__Short exercise 1__
Summarize the article on the SocialArk breach below in two sentences.
__Short exercise 2__
Revise the article on the SocialArk breach from the words "The SocialArk Data" through the words "clear it wasn’t.", changing "vulnerable" to "exposed", and give back only that stretch.

The SocialArk Data Breach Uncovered the Open Source Paradox

February 5, 2021February 5, 2021 Dotan Nahum 8104 Views 1 Comment 8 min read

You’re either secure or you’re vulnerable, either under attack or safe. But is it really that simple? With the recent SocialArk breach, it quickly became clear it wasn’t.

Recently, a cloud misconfiguration by SocialArks exposed 318 million records – more than 400GB of public and private profile data – of 214 million social media users from around the world, to the internet. This breach was initiated by a misconfigured ElasticSearch database owned by Chinese social media management company SocialArks. Their server was found to be exposed to the internet without usernames or passwords to protect the data that it stored.

Over the length of this article we will go over the inherent risks in open source adoption of products like Elastic and other similar tools, a growing concern in a continuously evolving space that becomes more and more complex with time. We are bringing to light processes like “shit left” security and the integration of safety nets as the main solutions to begin a security by design approach to face the new challenges.

Regardless of the specific case with SocialArk, it’s important to understand that the digital data landscape is under constant attack. Data breaches and the vulnerabilities that cause them are increasing every year. In fact, according to MarketWatch, data breaches grew by 17% YoY in 2018-19, and caused an average loss of nearly $8.2M for U.S. businesses, according to IBM’s 2019 Cost of a Data Breach Report.

However, the SocialArk breach was not just another data breach both in its sophistication and its impact. The breach was initiated through a vulnerability that mistakenly exposed data stored in ElasticSearch instances. If you’re a savvy cybersecurity expert this should ring a bell for you. ElasticSearch vulnerabilities have been the source of several cyber attacks in recent years. Even as recently as March 2020, when a UK-based security firm had its own Elastic instance exposed and data breached in the same way.

__Information shown__
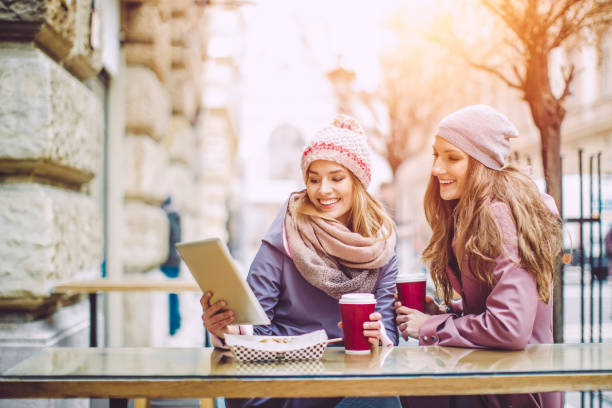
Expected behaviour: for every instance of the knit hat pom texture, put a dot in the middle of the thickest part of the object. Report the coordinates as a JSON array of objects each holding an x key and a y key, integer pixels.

__Full solution 1__
A misconfigured ElasticSearch database owned by SocialArks was exposed to the internet without usernames or passwords, exposing 318 million records of 214 million social media users. The breach comes as data breaches increase every year, and ElasticSearch vulnerabilities have been the source of several cyber attacks in recent years.

__Full solution 2__
The SocialArk Data Breach Uncovered the Open Source Paradox

February 5, 2021February 5, 2021 Dotan Nahum 8104 Views 1 Comment 8 min read

You’re either secure or you’re exposed, either under attack or safe. But is it really that simple? With the recent SocialArk breach, it quickly became clear it wasn’t.